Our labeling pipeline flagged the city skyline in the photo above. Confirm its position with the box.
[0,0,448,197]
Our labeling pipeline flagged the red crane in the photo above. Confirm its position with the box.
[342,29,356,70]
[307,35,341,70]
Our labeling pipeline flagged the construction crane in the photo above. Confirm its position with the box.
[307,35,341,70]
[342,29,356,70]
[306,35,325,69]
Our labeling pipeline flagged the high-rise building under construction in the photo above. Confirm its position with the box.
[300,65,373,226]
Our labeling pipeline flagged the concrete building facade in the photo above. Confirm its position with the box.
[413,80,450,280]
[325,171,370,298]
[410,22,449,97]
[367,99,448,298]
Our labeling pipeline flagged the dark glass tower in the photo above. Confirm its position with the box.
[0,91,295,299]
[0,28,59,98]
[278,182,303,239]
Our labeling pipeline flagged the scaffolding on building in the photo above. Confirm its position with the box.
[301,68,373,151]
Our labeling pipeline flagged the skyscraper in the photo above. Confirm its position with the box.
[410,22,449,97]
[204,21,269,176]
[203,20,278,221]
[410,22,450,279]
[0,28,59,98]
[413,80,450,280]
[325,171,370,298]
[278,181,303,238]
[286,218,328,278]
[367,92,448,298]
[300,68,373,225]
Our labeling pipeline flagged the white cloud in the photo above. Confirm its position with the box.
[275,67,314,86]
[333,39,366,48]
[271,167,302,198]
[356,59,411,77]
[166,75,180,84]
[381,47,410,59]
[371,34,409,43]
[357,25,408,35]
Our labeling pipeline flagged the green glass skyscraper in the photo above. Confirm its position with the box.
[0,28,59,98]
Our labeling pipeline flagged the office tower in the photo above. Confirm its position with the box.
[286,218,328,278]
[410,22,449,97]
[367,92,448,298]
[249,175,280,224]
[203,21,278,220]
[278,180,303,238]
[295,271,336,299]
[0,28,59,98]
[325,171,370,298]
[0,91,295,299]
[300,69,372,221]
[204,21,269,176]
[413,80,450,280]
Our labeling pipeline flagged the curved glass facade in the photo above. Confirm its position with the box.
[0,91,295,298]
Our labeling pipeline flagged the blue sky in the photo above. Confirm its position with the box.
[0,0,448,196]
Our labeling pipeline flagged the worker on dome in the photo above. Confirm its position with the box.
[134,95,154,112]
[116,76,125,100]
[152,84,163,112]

---

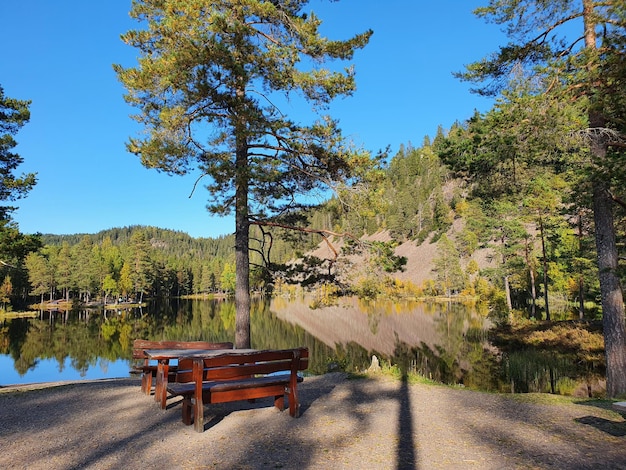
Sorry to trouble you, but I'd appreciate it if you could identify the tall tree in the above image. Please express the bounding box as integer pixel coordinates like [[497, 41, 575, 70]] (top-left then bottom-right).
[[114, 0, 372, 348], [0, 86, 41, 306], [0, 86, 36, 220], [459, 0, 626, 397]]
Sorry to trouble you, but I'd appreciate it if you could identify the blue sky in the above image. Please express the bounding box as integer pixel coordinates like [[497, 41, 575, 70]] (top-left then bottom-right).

...

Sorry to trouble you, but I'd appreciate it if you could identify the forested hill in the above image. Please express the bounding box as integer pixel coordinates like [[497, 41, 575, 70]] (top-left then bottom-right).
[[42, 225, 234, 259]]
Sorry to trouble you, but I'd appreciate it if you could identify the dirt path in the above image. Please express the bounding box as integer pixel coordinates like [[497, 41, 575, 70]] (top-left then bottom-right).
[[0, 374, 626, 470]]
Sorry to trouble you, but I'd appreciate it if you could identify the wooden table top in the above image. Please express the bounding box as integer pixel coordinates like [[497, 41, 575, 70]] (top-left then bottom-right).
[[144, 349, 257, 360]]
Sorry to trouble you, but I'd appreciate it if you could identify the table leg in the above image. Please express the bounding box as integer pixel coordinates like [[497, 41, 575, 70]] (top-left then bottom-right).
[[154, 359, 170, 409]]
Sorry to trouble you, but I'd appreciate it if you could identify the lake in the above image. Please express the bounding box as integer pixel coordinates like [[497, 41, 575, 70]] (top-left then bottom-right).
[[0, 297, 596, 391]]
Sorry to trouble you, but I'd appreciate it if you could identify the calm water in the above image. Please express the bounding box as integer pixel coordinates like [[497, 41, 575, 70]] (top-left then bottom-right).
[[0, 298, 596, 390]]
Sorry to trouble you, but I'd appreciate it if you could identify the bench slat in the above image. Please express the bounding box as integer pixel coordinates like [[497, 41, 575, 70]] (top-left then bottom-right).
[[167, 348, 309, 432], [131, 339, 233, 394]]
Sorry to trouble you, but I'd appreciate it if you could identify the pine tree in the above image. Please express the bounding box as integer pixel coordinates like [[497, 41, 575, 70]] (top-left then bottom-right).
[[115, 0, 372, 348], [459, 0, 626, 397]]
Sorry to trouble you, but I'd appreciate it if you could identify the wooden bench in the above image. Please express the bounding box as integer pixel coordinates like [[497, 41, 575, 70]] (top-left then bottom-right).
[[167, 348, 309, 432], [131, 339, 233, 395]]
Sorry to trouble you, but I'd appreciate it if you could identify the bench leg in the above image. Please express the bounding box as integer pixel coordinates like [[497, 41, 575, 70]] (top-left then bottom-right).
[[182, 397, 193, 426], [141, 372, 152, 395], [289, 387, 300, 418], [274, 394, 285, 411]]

WHAT IS ASKED: Repeat everything in the material above from the line containing "Our labeling pipeline flagged the worker" down to the line containing "[152,84,163,112]", both ends included.

OUTPUT BELOW:
Our labeling pipeline flagged the worker on dome in the photo above. Confirm its position with the box.
[134,95,154,112]
[116,76,125,100]
[152,84,163,112]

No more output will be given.